Raising…and Being the Cool Kids

I don’t know about you, but growing up, the “cool” kids in my school were the ones whom everyone wanted to be. They were the best-dressed, the richest, the best at sports, or the most self-assured.

Years later, with the relentless assistance of Facebook, we see that – in many cases – the life that looked so great in junior high became a sad existence later on. There’s no guarantee that the person with the most alluring life in the eyes of the world is the person who is happiest.

The same holds true when we get older. Everyone wants to be a rock star, but there’s a disproportionately high suicide rate among rock stars, too, and we don’t hear people clamoring for that.

In reality, striving for celebrity status provokes the wrong kind of jealousy. Striving for a blessed status provokes the right sort of jealousy.

Paul was unapologetic when he said the following:

“Now I am speaking to you Gentiles. Inasmuch then as I am an apostle to the Gentiles, I magnify my ministry in order somehow to make my fellow Jews jealous, and thus save some of them. For if their rejection means the reconciliation of the world, what will their acceptance mean but life from the dead?” (Romans 11:13-15).

________________________________________

Tasks to complete:
1 > According to the cool-kids passage, what were the "cool" kids in school? List each quality it names.
2 > Reproduce everything in the cool-kids passage from "Years later, with" down to "sort of jealousy.".

Data section:
________________________________________

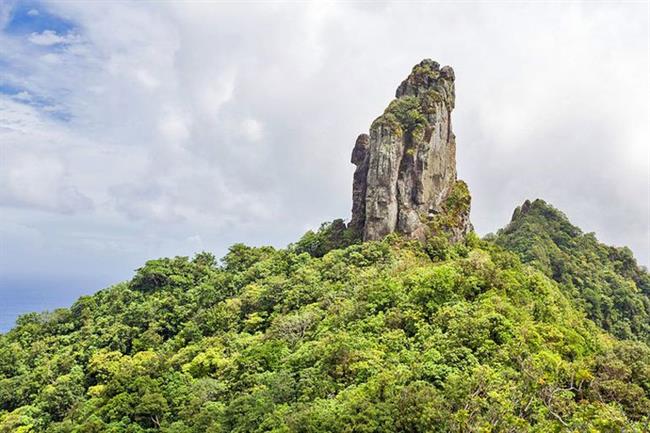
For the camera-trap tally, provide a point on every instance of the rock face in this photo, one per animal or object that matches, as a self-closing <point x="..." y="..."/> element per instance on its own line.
<point x="405" y="180"/>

________________________________________

The results:
1 >
- The best-dressed
- The richest
- The best at sports
- The most self-assured

2 >
Years later, with the relentless assistance of Facebook, we see that – in many cases – the life that looked so great in junior high became a sad existence later on. There’s no guarantee that the person with the most alluring life in the eyes of the world is the person who is happiest.

The same holds true when we get older. Everyone wants to be a rock star, but there’s a disproportionately high suicide rate among rock stars, too, and we don’t hear people clamoring for that.

In reality, striving for celebrity status provokes the wrong kind of jealousy. Striving for a blessed status provokes the right sort of jealousy.